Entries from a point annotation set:

__________________________________________________

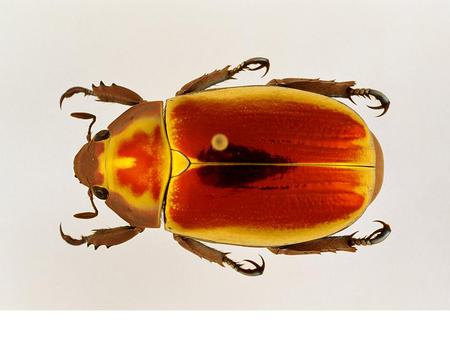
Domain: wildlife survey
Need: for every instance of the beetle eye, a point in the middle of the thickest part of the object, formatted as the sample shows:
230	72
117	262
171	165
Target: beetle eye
100	192
101	135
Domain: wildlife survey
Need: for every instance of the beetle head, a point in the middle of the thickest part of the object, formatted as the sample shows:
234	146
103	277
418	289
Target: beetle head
128	164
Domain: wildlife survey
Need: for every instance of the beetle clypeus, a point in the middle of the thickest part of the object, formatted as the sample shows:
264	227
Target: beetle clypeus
281	166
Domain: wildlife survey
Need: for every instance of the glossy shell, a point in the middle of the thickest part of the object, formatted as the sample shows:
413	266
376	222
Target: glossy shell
266	166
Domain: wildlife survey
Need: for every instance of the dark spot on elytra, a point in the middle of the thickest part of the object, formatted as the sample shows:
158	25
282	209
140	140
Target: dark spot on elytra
239	154
239	176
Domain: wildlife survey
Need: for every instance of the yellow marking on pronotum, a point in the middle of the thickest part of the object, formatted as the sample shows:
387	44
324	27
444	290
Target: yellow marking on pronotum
124	162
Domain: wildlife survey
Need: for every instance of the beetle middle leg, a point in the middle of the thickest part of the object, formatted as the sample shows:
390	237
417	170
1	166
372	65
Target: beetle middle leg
104	93
219	257
334	243
333	89
106	237
223	74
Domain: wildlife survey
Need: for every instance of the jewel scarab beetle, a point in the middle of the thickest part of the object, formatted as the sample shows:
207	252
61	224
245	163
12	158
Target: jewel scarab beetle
282	166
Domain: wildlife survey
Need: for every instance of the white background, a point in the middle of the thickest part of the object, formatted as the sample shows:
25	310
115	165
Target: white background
399	47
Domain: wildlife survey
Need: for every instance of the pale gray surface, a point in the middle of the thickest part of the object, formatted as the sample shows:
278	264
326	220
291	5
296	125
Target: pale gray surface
401	48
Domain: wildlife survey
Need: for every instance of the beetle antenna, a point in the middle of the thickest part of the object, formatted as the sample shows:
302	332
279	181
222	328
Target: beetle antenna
88	214
86	116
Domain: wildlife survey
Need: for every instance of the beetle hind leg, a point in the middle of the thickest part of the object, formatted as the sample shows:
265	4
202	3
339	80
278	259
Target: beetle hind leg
217	76
106	237
104	93
334	89
219	257
334	243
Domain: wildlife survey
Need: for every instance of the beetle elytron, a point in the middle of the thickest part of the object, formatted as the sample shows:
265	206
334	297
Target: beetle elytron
281	166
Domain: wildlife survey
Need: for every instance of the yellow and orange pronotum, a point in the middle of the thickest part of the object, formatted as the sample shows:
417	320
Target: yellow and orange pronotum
281	166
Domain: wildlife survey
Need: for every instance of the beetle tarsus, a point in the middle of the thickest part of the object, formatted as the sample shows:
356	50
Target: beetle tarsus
106	237
70	240
367	92
104	93
72	91
375	237
260	63
256	270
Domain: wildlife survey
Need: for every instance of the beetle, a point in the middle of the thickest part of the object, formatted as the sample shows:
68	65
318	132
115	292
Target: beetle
282	166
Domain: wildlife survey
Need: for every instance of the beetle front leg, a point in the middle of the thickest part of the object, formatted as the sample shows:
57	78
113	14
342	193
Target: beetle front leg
106	237
333	89
219	257
113	93
334	243
224	74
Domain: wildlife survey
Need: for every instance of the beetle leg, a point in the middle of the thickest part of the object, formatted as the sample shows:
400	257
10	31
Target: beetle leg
113	93
223	74
333	89
334	243
219	257
106	237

__________________________________________________

▶ _TASK DIRECTIONS_
Please count the lines of the data above that contain the word "gray", and give only that number.

▶ _WRITTEN ANSWER_
2